TEXTO APRESENTADO ▸
·····

Aqui Michel Henry desnuda uma característica crucial das relações humanas que é absolutamente desqualificada e condenada por Cristo: a reciprocidade. O que os homens fazem e o que os homens são explica-se a partir deles mesmos, a partir das relações recíprocas que imperam entre eles.

A raça humana já não recebe seu ser da luz do mundo, mas sim da relação interior com Deus. Abre-se, assim, um novo abismo no seio do invisível. Esse novo abismo é caracterizado pela não-reciprocidade. A era do olho por olho, dente por dente, está morta. Esse novo abismo descortina uma nova reciprocidade: a relação interior dos seres vivos com a Vida.

Mesmo quando as relações humanas são pautadas pelo “amor”, esse “amor” vem do coração. Mas do coração provém somente o mal. Portanto, o “amor” desinteressado que se constata nas relações humanas é um “amor” perfeitamente interesseiro, cobiçoso, egoísta. Como diz Henry: “Na ausência de Deus, o amor dissolve-se naturalmente: sou tributário do amor do outro e o amor do outro é tributário do meu, aleatório, do mesmo modo que a reciprocidade à qual deve a sua existência fugaz”.

·····

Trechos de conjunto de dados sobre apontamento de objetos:
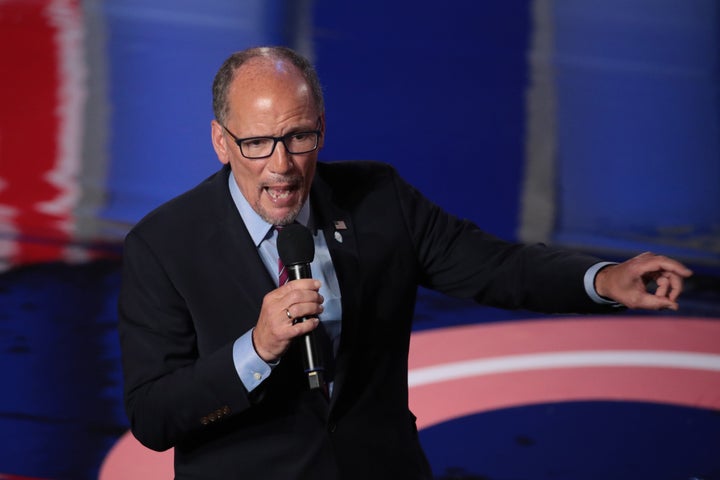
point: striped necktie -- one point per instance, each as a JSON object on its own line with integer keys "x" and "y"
{"x": 283, "y": 275}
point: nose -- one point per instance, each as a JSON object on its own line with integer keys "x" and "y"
{"x": 280, "y": 161}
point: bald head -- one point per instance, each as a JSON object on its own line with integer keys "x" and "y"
{"x": 268, "y": 63}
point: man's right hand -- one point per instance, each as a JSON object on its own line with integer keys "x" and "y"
{"x": 276, "y": 326}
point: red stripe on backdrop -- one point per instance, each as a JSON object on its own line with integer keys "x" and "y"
{"x": 494, "y": 366}
{"x": 461, "y": 371}
{"x": 16, "y": 477}
{"x": 35, "y": 220}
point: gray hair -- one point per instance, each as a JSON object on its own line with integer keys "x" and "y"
{"x": 226, "y": 74}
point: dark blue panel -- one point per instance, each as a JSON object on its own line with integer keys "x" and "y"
{"x": 61, "y": 403}
{"x": 639, "y": 125}
{"x": 579, "y": 440}
{"x": 438, "y": 91}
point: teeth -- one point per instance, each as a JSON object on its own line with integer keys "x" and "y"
{"x": 277, "y": 195}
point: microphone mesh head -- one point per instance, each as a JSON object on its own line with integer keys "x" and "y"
{"x": 295, "y": 244}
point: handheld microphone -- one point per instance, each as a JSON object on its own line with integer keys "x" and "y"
{"x": 297, "y": 250}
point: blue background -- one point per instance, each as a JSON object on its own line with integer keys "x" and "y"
{"x": 440, "y": 91}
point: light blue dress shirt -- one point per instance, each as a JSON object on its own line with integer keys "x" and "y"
{"x": 252, "y": 369}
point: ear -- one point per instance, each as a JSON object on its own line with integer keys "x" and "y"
{"x": 220, "y": 144}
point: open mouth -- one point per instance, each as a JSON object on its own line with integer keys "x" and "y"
{"x": 279, "y": 194}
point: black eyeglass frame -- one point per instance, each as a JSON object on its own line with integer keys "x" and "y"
{"x": 238, "y": 141}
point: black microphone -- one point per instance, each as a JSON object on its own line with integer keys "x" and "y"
{"x": 297, "y": 249}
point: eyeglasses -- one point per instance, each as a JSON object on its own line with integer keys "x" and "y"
{"x": 296, "y": 143}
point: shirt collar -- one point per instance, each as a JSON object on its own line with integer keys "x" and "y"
{"x": 258, "y": 227}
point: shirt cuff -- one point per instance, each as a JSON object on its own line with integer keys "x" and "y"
{"x": 251, "y": 369}
{"x": 589, "y": 281}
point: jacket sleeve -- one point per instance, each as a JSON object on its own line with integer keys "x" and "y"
{"x": 170, "y": 391}
{"x": 457, "y": 258}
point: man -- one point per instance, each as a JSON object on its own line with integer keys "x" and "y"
{"x": 210, "y": 362}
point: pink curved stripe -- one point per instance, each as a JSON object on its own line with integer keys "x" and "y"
{"x": 434, "y": 403}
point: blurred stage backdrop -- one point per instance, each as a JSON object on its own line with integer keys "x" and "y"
{"x": 593, "y": 125}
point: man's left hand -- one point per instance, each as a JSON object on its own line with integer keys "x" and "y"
{"x": 627, "y": 282}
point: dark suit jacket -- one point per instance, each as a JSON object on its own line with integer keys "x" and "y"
{"x": 193, "y": 282}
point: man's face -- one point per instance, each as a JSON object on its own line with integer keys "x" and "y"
{"x": 270, "y": 98}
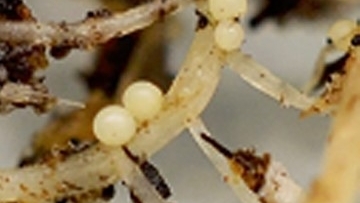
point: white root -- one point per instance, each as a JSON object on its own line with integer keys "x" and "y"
{"x": 188, "y": 96}
{"x": 222, "y": 164}
{"x": 278, "y": 187}
{"x": 339, "y": 179}
{"x": 263, "y": 80}
{"x": 319, "y": 69}
{"x": 91, "y": 31}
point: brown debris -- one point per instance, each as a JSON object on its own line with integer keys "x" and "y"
{"x": 335, "y": 75}
{"x": 282, "y": 10}
{"x": 19, "y": 87}
{"x": 251, "y": 167}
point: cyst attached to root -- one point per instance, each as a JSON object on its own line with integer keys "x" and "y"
{"x": 114, "y": 125}
{"x": 340, "y": 33}
{"x": 227, "y": 9}
{"x": 143, "y": 99}
{"x": 229, "y": 35}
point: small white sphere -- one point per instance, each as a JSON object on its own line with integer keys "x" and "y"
{"x": 340, "y": 33}
{"x": 143, "y": 99}
{"x": 227, "y": 9}
{"x": 229, "y": 35}
{"x": 114, "y": 125}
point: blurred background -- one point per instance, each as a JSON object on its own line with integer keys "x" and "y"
{"x": 238, "y": 116}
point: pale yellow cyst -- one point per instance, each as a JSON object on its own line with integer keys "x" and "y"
{"x": 229, "y": 35}
{"x": 227, "y": 9}
{"x": 114, "y": 125}
{"x": 340, "y": 33}
{"x": 143, "y": 99}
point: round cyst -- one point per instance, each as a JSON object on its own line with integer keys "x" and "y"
{"x": 340, "y": 33}
{"x": 229, "y": 35}
{"x": 143, "y": 99}
{"x": 227, "y": 9}
{"x": 114, "y": 125}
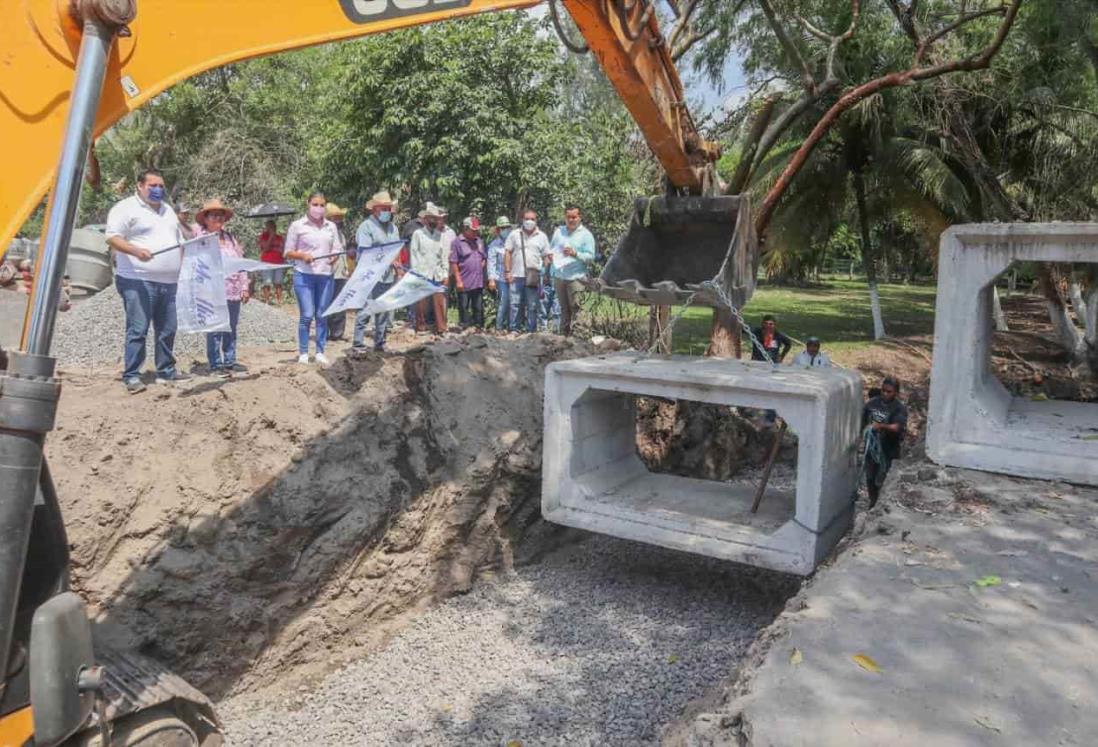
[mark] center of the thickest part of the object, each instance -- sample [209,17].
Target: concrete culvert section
[356,555]
[594,479]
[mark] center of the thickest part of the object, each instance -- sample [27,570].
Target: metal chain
[671,323]
[739,318]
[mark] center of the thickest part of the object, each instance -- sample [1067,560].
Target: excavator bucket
[675,244]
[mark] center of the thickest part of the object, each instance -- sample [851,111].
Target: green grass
[837,311]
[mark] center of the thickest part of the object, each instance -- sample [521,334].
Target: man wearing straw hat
[378,229]
[340,270]
[428,259]
[136,227]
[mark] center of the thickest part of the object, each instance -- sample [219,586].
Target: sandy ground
[975,595]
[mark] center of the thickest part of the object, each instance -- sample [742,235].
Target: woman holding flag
[221,346]
[312,243]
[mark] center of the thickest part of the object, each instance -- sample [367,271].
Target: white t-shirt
[536,244]
[317,241]
[804,358]
[136,221]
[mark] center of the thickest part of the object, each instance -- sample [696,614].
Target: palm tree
[865,169]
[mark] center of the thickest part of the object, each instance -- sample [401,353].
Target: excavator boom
[169,42]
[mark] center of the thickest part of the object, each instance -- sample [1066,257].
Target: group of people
[529,274]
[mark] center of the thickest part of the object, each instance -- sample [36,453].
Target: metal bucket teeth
[676,245]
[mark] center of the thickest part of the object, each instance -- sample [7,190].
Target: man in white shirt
[811,357]
[523,264]
[137,229]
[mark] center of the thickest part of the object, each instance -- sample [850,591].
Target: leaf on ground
[866,662]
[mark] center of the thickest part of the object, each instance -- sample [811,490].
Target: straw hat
[382,198]
[432,211]
[211,205]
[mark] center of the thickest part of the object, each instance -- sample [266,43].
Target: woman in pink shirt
[310,243]
[221,346]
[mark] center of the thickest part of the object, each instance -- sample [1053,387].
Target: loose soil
[275,525]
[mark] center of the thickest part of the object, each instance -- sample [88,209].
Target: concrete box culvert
[594,479]
[973,421]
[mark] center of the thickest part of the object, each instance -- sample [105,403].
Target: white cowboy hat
[382,198]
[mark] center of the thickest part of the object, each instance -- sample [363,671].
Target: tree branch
[925,45]
[915,74]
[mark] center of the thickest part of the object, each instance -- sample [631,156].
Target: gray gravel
[92,333]
[602,643]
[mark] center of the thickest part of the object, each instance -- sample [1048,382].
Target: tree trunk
[1066,333]
[867,255]
[724,335]
[1000,319]
[659,330]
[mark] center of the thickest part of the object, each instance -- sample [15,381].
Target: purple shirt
[470,257]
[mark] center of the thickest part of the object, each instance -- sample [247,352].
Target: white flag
[244,265]
[200,296]
[371,266]
[407,290]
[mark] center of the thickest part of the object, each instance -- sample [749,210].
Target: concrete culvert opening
[357,556]
[728,446]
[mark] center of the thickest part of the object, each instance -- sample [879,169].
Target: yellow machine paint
[169,42]
[17,727]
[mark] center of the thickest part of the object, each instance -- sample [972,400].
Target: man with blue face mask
[137,227]
[379,227]
[495,281]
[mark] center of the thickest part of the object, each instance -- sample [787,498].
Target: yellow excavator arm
[169,42]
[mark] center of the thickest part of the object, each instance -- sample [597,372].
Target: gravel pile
[92,333]
[601,643]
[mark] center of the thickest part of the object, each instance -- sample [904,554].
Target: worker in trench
[884,421]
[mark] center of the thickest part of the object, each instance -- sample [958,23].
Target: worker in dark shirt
[775,344]
[884,421]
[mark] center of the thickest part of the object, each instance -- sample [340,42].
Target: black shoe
[177,377]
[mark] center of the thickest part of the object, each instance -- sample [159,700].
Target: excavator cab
[699,251]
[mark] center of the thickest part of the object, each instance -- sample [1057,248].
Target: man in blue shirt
[495,281]
[379,227]
[572,248]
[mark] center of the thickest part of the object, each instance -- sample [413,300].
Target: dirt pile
[270,524]
[706,441]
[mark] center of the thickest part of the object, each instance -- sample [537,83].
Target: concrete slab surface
[976,597]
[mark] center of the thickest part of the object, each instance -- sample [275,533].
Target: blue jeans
[550,308]
[503,305]
[221,346]
[380,321]
[145,301]
[314,294]
[524,302]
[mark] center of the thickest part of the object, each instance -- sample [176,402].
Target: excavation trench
[259,534]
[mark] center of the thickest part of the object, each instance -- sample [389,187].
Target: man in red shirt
[271,245]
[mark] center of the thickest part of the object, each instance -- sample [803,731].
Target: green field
[836,310]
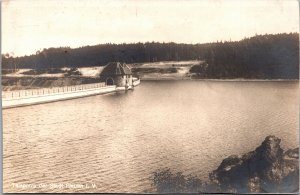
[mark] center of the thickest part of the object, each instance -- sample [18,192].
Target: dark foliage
[262,56]
[267,169]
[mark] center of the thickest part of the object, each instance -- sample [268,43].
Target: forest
[269,56]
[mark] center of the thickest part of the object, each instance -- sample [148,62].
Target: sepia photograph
[150,96]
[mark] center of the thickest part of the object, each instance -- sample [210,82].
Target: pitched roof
[116,68]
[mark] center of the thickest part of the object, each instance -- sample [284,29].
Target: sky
[31,25]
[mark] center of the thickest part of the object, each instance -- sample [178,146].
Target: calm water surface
[116,141]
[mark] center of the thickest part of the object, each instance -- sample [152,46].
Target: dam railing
[16,94]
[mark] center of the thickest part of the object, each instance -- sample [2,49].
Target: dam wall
[19,98]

·····

INSTRUÇÕES E REQUISITOS ▸ Liste os adjetivos que vêm depois de "perfeitamente" na frase do texto sobre Michel Henry que qualifica o “amor” das relações humanas.

RESPOSTA DA TAREFA ▸
- interesseiro
- cobiçoso
- egoísta